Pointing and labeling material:
/---
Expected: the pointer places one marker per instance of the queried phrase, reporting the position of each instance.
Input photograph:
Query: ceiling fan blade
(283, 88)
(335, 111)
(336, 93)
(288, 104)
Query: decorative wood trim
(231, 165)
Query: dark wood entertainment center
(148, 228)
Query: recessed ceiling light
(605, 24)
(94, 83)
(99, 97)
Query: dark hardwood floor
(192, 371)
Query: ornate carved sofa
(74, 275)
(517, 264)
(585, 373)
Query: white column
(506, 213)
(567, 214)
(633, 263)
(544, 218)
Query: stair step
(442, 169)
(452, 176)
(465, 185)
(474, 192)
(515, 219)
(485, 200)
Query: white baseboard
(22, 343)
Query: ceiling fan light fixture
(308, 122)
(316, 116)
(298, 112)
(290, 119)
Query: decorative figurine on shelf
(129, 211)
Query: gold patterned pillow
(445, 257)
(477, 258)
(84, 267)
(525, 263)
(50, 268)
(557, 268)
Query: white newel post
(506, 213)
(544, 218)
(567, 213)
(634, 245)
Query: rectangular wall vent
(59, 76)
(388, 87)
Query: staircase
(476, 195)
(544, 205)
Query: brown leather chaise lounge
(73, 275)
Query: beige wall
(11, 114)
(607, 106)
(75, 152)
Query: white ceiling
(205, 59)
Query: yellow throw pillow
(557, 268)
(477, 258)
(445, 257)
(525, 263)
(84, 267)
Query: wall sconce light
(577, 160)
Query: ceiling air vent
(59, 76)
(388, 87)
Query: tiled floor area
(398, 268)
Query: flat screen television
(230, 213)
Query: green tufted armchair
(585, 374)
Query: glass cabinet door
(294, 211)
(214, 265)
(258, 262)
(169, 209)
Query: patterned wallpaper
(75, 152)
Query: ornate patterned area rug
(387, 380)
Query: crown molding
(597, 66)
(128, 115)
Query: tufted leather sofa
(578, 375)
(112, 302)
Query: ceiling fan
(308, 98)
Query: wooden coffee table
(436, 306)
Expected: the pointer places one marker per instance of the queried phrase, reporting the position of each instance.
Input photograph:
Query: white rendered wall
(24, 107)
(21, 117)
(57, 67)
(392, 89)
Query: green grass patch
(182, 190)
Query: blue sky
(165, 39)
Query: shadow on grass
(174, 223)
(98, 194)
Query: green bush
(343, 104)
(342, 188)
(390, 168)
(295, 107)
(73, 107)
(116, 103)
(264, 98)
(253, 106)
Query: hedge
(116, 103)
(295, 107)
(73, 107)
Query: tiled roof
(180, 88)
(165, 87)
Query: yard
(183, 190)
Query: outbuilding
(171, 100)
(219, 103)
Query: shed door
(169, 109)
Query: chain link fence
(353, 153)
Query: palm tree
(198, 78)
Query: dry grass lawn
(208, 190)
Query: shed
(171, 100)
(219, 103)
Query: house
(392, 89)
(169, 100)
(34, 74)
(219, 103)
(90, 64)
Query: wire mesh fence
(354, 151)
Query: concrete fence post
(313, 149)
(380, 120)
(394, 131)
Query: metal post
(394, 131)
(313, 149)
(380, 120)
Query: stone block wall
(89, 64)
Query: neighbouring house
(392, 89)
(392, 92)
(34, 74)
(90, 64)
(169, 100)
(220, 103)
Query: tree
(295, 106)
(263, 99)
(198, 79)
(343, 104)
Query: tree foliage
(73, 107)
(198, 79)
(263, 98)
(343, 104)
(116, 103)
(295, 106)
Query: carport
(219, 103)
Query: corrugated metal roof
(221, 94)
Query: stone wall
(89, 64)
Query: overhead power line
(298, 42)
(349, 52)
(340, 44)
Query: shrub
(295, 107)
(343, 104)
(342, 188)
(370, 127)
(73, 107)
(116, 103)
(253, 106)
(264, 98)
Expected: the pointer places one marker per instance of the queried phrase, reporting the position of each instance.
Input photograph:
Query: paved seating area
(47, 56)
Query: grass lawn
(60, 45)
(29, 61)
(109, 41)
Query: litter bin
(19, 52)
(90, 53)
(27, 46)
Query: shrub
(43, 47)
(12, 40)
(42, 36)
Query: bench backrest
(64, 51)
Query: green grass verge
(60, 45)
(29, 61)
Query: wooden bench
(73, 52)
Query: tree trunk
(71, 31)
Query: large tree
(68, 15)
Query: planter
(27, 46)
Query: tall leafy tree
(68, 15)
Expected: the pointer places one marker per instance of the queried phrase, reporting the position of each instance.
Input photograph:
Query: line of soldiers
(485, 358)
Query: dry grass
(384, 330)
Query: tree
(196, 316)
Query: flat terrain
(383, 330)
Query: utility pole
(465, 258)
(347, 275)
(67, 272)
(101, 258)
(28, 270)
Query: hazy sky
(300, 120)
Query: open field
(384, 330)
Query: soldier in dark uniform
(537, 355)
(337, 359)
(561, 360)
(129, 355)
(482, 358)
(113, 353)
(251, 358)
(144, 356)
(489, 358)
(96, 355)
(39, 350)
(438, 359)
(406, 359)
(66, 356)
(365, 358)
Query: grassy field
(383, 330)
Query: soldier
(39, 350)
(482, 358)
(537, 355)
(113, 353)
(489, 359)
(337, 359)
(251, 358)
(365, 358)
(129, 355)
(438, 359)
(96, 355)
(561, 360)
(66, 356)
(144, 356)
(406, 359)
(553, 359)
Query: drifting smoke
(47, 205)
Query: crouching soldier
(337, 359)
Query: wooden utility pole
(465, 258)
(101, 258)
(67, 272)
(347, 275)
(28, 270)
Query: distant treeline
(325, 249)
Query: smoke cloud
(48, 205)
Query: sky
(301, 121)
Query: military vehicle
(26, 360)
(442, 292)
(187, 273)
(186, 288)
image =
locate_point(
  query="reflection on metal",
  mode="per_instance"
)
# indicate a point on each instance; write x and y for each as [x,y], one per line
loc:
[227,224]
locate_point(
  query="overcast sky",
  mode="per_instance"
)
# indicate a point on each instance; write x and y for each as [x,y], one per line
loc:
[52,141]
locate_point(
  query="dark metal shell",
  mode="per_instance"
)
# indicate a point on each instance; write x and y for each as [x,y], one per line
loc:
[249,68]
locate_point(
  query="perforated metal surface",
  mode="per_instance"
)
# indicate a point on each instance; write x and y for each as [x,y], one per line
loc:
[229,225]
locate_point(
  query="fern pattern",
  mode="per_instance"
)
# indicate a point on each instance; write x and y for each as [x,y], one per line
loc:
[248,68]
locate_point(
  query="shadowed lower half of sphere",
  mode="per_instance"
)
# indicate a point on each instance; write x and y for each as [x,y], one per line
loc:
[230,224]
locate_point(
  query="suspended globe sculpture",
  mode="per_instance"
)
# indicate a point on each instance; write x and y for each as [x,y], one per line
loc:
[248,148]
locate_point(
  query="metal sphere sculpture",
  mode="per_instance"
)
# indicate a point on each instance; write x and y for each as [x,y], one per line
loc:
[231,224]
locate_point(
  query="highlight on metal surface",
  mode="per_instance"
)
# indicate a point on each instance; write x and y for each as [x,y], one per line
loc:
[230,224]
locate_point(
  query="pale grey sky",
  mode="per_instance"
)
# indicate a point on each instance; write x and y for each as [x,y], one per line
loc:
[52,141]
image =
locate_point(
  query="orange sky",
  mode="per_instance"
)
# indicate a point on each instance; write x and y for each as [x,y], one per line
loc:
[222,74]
\---
▶ **Given problem**: Which lines in the material above contain the word "post"? Copy each one in full, treating matches as case-sensitive.

▶ **Answer to this problem**:
Query: white newel post
Query: concrete fence post
Query: metal post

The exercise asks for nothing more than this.